▶ _Exercise goal_
State how many lines in the data below contain the string "pole". Reply with the number alone.

Point annotation dataset records
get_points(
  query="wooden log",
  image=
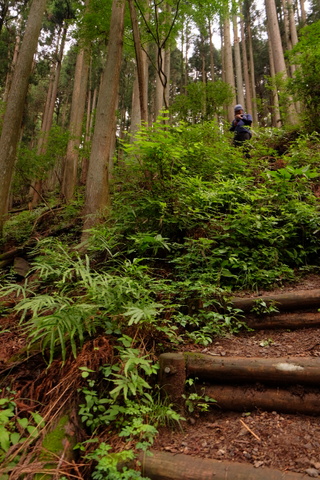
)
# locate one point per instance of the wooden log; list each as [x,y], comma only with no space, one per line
[284,320]
[248,398]
[169,466]
[172,376]
[286,301]
[282,370]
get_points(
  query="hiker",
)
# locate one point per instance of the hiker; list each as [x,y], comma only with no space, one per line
[240,126]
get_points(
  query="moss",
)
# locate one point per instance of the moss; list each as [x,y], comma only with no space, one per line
[58,441]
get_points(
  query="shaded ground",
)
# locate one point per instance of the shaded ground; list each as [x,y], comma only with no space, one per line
[287,442]
[284,441]
[264,439]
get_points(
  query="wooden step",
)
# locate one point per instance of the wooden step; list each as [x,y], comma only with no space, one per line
[221,379]
[169,466]
[303,299]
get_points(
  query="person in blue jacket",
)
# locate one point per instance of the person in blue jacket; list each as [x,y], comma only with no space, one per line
[241,125]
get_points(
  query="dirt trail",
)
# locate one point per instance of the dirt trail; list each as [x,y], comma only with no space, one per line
[288,442]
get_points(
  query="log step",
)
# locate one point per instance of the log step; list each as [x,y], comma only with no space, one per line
[285,370]
[248,398]
[304,299]
[169,466]
[284,320]
[176,367]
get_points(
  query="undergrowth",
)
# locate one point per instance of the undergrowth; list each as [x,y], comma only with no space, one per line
[193,221]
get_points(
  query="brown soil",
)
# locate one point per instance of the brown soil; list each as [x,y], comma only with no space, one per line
[283,441]
[264,439]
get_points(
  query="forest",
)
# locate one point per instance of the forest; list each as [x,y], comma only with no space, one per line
[129,218]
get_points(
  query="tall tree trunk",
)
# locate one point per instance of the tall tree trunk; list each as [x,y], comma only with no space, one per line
[14,109]
[97,187]
[211,53]
[252,75]
[12,66]
[76,120]
[275,114]
[160,81]
[237,62]
[248,96]
[292,23]
[135,108]
[303,16]
[48,116]
[167,72]
[141,64]
[228,64]
[277,52]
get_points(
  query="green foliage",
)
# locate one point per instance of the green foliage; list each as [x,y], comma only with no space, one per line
[195,402]
[305,82]
[15,431]
[202,102]
[18,229]
[124,400]
[261,307]
[107,464]
[222,227]
[31,164]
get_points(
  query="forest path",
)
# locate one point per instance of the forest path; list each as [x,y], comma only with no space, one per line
[261,426]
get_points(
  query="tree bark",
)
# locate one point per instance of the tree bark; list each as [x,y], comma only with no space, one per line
[252,74]
[278,370]
[97,187]
[165,466]
[286,301]
[275,114]
[140,64]
[228,64]
[211,52]
[49,113]
[69,181]
[237,62]
[248,97]
[248,398]
[14,109]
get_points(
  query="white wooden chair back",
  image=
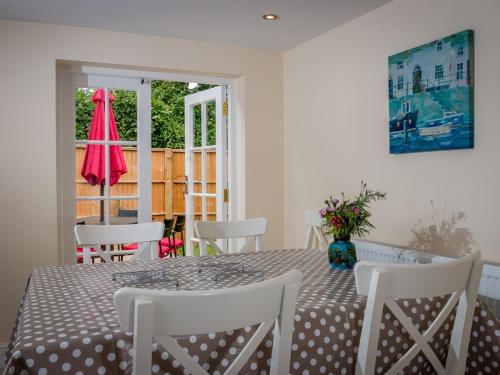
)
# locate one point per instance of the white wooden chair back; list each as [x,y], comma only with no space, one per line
[252,230]
[146,235]
[315,239]
[384,283]
[164,314]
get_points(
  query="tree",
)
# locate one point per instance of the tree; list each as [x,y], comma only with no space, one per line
[167,114]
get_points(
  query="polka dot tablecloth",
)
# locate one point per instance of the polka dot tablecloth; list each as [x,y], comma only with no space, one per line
[67,322]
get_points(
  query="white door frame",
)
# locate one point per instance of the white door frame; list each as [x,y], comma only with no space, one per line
[143,143]
[71,75]
[218,95]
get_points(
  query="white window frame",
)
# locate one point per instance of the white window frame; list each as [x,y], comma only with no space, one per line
[143,144]
[218,95]
[73,75]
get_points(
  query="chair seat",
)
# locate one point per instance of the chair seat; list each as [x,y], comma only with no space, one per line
[79,259]
[132,246]
[174,243]
[165,250]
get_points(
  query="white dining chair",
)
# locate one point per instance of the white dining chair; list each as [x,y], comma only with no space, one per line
[315,239]
[385,283]
[166,314]
[146,235]
[208,232]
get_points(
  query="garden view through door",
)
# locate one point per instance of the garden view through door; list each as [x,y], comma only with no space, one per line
[132,196]
[205,138]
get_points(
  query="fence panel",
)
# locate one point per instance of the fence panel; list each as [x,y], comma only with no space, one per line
[168,184]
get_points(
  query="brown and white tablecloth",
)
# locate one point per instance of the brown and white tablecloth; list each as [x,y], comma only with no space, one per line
[68,324]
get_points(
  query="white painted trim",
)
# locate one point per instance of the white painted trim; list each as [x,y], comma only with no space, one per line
[103,198]
[160,76]
[367,250]
[118,143]
[218,95]
[70,77]
[144,175]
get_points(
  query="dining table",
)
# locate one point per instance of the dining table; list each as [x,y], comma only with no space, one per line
[67,322]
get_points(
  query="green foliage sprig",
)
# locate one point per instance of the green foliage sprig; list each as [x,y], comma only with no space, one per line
[345,217]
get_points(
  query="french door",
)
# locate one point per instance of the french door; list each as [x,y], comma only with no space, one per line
[206,193]
[138,197]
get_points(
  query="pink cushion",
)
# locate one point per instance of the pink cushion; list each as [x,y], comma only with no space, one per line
[132,246]
[164,250]
[79,259]
[169,242]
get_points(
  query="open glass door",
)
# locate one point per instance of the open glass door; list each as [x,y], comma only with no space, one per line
[205,138]
[133,192]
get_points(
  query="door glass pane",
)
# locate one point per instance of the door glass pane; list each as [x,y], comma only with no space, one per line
[211,118]
[211,209]
[211,171]
[84,109]
[197,171]
[83,188]
[124,108]
[125,114]
[161,183]
[123,211]
[197,126]
[126,184]
[197,208]
[89,211]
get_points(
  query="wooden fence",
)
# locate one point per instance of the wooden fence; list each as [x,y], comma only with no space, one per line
[167,174]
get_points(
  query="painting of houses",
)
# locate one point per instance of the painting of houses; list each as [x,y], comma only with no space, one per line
[431,96]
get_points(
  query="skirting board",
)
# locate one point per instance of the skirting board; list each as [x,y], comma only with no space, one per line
[378,252]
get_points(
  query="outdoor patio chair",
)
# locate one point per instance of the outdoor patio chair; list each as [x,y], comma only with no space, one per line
[166,314]
[167,243]
[93,236]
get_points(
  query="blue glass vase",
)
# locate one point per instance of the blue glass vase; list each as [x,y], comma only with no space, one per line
[342,254]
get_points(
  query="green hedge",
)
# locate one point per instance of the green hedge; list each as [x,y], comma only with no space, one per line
[167,114]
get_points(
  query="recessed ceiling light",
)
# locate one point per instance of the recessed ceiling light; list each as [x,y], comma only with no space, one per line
[270,17]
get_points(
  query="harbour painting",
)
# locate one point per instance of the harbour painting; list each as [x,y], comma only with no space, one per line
[431,96]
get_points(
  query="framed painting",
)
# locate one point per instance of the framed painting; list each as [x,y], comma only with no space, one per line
[431,96]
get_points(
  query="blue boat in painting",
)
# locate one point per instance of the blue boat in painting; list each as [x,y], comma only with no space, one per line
[431,91]
[441,126]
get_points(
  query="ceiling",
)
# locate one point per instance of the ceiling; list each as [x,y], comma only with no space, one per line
[229,21]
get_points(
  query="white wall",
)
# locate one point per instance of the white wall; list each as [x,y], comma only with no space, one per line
[336,132]
[28,198]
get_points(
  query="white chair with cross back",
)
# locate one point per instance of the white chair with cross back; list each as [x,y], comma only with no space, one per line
[252,230]
[315,239]
[385,283]
[146,235]
[166,314]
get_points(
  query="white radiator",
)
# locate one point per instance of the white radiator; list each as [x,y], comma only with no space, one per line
[490,280]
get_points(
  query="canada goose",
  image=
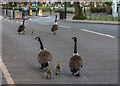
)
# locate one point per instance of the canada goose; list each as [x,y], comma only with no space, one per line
[75,62]
[44,56]
[32,32]
[48,73]
[21,27]
[58,68]
[54,26]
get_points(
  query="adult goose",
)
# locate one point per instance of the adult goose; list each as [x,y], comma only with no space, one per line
[75,62]
[44,56]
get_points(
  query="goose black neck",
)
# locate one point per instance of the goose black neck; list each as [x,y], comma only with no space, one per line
[75,47]
[23,22]
[41,44]
[55,18]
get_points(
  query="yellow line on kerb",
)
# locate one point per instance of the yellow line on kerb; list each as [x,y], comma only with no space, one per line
[6,73]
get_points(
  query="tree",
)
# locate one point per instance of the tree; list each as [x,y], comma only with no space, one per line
[78,12]
[108,7]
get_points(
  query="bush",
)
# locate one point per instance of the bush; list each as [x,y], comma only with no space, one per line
[79,18]
[59,9]
[98,9]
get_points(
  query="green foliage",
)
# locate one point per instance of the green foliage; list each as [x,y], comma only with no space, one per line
[98,9]
[108,3]
[68,10]
[45,9]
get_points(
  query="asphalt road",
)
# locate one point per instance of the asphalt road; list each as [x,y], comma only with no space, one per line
[99,53]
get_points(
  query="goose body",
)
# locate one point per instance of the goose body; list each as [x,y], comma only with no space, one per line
[75,62]
[44,56]
[58,68]
[21,27]
[48,73]
[54,27]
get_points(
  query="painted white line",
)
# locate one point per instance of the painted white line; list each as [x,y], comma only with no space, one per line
[98,33]
[30,19]
[64,26]
[6,73]
[16,21]
[45,24]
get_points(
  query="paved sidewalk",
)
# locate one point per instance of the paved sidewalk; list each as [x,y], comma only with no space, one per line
[94,22]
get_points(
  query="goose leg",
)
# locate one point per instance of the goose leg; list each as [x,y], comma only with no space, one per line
[54,32]
[77,73]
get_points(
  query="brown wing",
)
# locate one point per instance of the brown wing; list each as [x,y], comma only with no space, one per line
[44,56]
[21,28]
[75,62]
[54,27]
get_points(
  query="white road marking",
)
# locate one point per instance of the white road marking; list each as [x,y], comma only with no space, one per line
[64,26]
[98,33]
[30,19]
[16,21]
[45,24]
[5,72]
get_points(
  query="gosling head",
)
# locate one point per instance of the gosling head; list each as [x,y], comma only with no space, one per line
[37,38]
[58,61]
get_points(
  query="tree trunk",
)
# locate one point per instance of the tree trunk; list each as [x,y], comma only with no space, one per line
[78,12]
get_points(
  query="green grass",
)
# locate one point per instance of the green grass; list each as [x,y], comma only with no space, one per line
[103,19]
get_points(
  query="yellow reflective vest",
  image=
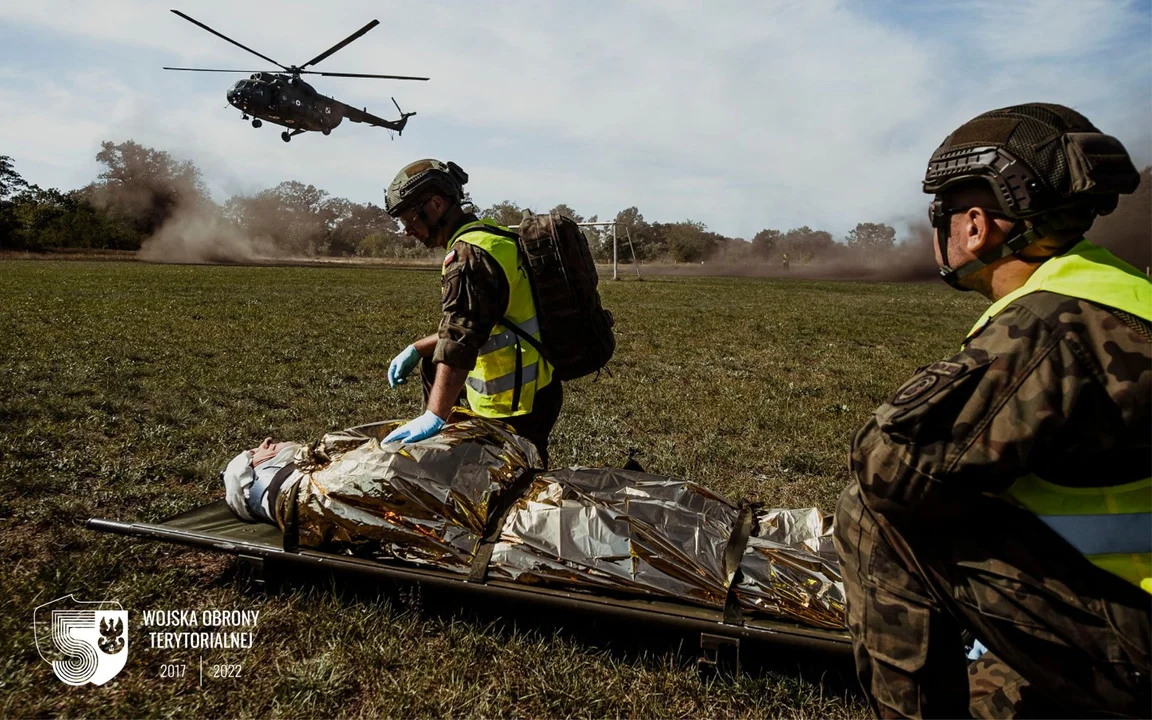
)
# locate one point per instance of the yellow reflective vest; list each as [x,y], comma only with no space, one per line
[491,385]
[1111,525]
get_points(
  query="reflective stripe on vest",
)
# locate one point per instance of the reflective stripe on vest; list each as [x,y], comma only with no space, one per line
[1105,535]
[502,340]
[491,385]
[1111,525]
[503,383]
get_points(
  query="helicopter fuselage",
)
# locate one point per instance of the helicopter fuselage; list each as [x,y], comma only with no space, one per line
[286,100]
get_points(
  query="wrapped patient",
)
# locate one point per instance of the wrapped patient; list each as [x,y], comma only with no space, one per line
[471,495]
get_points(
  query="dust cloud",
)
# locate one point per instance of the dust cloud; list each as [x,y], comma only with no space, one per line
[201,234]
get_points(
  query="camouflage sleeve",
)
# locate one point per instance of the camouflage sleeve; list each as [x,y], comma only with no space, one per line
[978,421]
[475,296]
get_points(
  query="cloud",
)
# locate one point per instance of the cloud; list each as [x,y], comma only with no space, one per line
[742,115]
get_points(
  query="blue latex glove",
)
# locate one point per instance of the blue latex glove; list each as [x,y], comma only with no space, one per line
[977,650]
[424,426]
[402,365]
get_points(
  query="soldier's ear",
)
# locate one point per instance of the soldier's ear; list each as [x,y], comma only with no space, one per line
[978,230]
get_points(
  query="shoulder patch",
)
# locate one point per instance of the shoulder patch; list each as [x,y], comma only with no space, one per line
[915,387]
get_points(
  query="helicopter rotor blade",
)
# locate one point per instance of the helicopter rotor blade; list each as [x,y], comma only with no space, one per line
[220,35]
[361,75]
[342,43]
[213,70]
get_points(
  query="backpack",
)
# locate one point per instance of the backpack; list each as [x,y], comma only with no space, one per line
[575,330]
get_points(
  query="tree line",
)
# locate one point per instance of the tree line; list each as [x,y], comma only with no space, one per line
[141,190]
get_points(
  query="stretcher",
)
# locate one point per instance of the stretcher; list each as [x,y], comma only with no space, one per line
[267,553]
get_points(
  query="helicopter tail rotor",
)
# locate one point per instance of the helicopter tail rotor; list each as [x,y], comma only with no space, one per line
[403,116]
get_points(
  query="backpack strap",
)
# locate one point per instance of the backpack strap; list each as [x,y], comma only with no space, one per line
[483,227]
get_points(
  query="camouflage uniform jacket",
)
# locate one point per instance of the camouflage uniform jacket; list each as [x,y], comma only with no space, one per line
[474,296]
[1054,386]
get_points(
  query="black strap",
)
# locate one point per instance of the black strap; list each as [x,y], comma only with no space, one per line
[733,554]
[292,528]
[478,226]
[272,492]
[523,335]
[479,570]
[520,379]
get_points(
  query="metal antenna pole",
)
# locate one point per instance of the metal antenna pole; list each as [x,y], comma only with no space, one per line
[614,265]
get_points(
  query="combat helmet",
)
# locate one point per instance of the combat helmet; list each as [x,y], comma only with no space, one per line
[417,179]
[1046,165]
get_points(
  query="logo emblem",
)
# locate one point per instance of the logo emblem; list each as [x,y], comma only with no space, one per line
[82,641]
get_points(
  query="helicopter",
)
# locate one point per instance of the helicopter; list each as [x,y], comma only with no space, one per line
[283,98]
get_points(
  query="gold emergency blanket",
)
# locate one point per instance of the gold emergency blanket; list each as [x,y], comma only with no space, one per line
[633,532]
[790,568]
[600,530]
[619,530]
[425,502]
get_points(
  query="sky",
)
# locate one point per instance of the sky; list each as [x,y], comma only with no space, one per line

▶ _Exercise answer_
2